### Excerpt to read
========
Ali Gohar is a Pakistani noted scholar and restorative justice expert and the founder and executive director of Just Peace Initiatives (formerly Just Peace International).

Early life and education
Ali Gohar was born in the village of "Kaala", district Swabi in Khyber Pakhtunkhwa, Pakistan. Ali Gohar has an MSc degree in international relations from Quaid-i-Azam University, Islamabad, Pakistan. He also holds a M.A. in conflict transformation from Eastern Mennonite University’s Center for Justice and Peacebuilding, in Harrisonburg, Virginia.

Career
For 13 years (until early 2001) Gohar worked as the Additional Commissioner Social Welfare Cell for Afghan refugees (a project of UNHCR) in northern Pakistan. His work covered 258 Afghan refugee camps with programs in HIV/AIDS awareness, peacebuilding, and community development. In 2001 Gohar was awarded a Fulbright scholarship to Eastern Mennonite University’s Center for Justice and Peacebuilding to complete his Master’s Degree. While at CJP Gohar worked closely with Restorative Justice pioneer Howard Zehr. They would later collaborate on a revision of The Little Book of Restorative Justice specifically targeted at the Pakistan-Afghanistan context.
Shortly after returning to Pakistan in 2003 Gohar founded Just Peace International (now Just Peace Initiatives), a non-profit aimed at working for peace and justice through conflict transformation practices. As part of this work he received a United States Institute of Peace (USIP) grant to explore the principles of Jirga as peacebuilding.
In 2006, Gohar began working as a campaign officer with Oxfam Great Britain to end honor killings and address violence against women in the Khyber Pakhtunkhwa (formerly known as the North-West Frontier Province) of Pakistan. In December of that year he left Oxfam to return to Just Peace Initiatives as executive director.

Notable work
In addition to his book Gohar has published a number of works on Restorative Justice practices and the Jirga practices. 
In June 2002 Gohar led a workshop in Peshawar, Pakistan titled, “Conflict transformation and peace building in Pakistan and Afghanistan in a 2002 world” highlighting efforts at community peace building and restorative justice.
========
### Material supplied
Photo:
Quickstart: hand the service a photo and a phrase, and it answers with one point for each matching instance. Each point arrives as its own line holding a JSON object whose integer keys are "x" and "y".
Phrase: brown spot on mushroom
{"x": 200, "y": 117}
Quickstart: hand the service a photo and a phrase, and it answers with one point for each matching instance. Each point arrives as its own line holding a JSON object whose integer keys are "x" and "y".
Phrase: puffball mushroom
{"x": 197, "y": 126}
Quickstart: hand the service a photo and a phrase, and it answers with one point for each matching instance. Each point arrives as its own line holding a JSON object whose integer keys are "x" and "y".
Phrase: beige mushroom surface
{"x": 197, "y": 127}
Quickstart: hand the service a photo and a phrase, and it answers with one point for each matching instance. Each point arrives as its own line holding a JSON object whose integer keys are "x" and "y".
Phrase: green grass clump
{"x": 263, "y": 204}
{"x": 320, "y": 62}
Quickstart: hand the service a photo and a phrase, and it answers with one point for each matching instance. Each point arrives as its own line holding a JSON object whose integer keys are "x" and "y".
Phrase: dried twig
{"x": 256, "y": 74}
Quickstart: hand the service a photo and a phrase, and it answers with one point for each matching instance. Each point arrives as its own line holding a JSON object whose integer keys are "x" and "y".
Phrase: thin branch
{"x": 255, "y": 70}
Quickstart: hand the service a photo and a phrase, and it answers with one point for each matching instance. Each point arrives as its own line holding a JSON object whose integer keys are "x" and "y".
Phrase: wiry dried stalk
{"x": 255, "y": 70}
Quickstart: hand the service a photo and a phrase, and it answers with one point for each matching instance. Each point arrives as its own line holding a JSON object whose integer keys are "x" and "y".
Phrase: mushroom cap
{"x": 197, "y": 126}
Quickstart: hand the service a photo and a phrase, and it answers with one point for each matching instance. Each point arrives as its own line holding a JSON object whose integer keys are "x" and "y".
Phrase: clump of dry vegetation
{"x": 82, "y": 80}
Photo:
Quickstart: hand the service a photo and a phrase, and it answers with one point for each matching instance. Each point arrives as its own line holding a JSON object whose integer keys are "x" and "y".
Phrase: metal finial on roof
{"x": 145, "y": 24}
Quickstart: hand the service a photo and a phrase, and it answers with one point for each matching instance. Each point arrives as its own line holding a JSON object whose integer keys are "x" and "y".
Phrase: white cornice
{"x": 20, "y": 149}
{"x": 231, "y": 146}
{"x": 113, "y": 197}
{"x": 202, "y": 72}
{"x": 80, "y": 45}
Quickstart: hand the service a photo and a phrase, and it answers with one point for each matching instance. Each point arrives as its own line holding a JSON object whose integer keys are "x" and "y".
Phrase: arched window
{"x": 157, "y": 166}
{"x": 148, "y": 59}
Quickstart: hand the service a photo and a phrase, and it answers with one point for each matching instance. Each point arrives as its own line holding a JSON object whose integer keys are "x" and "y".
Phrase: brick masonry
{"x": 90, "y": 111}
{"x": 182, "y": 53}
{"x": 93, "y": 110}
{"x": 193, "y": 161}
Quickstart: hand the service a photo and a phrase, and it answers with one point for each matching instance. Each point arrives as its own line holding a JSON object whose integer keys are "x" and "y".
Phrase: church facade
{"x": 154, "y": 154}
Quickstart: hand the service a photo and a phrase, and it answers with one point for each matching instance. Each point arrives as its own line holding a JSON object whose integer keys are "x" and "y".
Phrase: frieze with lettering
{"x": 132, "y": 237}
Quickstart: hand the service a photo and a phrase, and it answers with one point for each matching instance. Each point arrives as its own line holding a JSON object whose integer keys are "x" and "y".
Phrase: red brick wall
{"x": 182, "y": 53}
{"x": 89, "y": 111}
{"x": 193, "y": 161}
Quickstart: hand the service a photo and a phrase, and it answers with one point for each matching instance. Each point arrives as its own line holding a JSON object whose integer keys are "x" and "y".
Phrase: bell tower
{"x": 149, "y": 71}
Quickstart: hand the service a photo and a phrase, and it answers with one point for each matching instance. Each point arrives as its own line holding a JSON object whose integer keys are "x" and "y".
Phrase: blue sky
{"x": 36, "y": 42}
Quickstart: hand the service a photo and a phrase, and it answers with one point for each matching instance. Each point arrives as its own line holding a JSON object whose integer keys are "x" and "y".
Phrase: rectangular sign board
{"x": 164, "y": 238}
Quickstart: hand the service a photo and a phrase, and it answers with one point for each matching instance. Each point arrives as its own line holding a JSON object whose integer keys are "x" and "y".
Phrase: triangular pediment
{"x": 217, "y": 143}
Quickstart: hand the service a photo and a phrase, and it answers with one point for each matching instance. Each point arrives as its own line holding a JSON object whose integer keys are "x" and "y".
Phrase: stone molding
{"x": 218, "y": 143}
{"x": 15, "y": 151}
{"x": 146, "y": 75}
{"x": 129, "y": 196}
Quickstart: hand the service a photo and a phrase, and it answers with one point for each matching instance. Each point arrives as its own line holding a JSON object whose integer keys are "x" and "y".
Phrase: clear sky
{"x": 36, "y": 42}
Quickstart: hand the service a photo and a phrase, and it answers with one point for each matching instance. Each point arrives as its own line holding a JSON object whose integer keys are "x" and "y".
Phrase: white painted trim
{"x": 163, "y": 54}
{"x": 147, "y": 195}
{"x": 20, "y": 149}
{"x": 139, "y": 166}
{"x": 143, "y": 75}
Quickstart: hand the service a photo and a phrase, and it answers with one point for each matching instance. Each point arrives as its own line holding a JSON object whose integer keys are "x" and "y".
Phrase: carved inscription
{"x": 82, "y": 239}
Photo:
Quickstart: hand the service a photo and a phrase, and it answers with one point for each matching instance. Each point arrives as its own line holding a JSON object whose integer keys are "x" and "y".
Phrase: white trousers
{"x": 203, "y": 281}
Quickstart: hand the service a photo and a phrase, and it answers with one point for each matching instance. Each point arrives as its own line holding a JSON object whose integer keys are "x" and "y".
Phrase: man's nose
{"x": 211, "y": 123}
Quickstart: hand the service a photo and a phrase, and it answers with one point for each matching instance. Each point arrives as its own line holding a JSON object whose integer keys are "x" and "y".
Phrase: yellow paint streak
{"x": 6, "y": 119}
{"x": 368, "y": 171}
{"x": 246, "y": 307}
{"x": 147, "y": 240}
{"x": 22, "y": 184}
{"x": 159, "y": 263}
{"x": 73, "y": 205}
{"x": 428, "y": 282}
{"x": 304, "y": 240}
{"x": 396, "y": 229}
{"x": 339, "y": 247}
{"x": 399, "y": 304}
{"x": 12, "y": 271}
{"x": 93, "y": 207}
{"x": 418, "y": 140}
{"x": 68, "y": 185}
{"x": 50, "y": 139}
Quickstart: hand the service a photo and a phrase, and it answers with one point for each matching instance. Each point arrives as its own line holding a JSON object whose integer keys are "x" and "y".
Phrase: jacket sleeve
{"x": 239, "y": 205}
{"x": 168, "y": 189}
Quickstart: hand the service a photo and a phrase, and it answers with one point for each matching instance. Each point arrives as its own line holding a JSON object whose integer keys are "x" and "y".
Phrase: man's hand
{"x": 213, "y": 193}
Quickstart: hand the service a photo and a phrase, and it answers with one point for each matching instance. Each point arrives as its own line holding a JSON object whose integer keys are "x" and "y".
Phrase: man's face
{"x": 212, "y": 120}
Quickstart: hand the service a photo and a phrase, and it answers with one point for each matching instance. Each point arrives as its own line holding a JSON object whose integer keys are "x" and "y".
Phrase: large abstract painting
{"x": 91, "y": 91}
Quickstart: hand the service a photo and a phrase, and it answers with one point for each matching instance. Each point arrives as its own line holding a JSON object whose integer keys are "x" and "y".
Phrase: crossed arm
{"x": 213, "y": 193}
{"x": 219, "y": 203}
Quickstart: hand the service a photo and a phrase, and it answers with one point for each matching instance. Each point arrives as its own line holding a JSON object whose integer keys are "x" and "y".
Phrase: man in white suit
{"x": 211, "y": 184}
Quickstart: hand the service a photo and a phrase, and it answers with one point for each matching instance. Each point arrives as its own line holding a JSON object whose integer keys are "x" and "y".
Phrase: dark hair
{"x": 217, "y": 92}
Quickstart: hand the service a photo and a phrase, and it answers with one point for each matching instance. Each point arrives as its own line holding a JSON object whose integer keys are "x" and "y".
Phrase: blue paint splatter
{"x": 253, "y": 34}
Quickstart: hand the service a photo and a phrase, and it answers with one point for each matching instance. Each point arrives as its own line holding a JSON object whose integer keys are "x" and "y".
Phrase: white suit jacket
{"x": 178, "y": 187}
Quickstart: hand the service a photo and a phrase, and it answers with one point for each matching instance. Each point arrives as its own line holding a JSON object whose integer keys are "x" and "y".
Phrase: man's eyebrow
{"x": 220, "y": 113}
========
### Challenges
A: In the Ali Gohar biography, what brought him to Eastern Mennonite University's Center for Justice and Peacebuilding in 2001? Answer in one to three sentences.
B: Quote the stretch of the Ali Gohar biography from "In 2006, Gohar" through "as executive director.".
C: Extend the Ali Gohar biography by writing what comes after its last sentence.
The data is separate material from the Ali Gohar biography.

### Exercise responses
A: In 2001 he was awarded a Fulbright scholarship there to complete his Master's degree.

B:
In 2006, Gohar began working as a campaign officer with Oxfam Great Britain to end honor killings and address violence against women in the Khyber Pakhtunkhwa (formerly known as the North-West Frontier Province) of Pakistan. In December of that year he left Oxfam to return to Just Peace Initiatives as executive director.

C:
In 2007, as part of his work with JPI he produced a 13 episode TV program for Pakistani TV on violent conflict titled, “Why it’s happened”. As part of this program he interviewed police, religious experts, jirga practitioners, and psychologists in order to understand the root causes of ethnic, tribal, and political conflicts.

Gohar has written several TV scripts for nationally broadcast programs aimed at combating drug use, preventing AIDS, reducing domestic violence, and honor killings.

In order to be successful, peace efforts at the grassroots require that local, indigenous mechanisms work in partnership with both the government and community. The participation of both is necessary in order to reach the underlying causes of the conflict, resolve it according to the local indigenous law, and make it on a par with standards of human rights as enshrined in the UN charter. Such local and indigenous mechanisms empower communities to take on the responsibility of conflict prevention, resolution and transformation, and move forward with the socio-economic development of their respective societies. - Ali Gohar

References

1956 births
Living people
Eastern Mennonite University alumni
Pakistani human rights activists
Nonviolence advocates
Place of birth missing (living people)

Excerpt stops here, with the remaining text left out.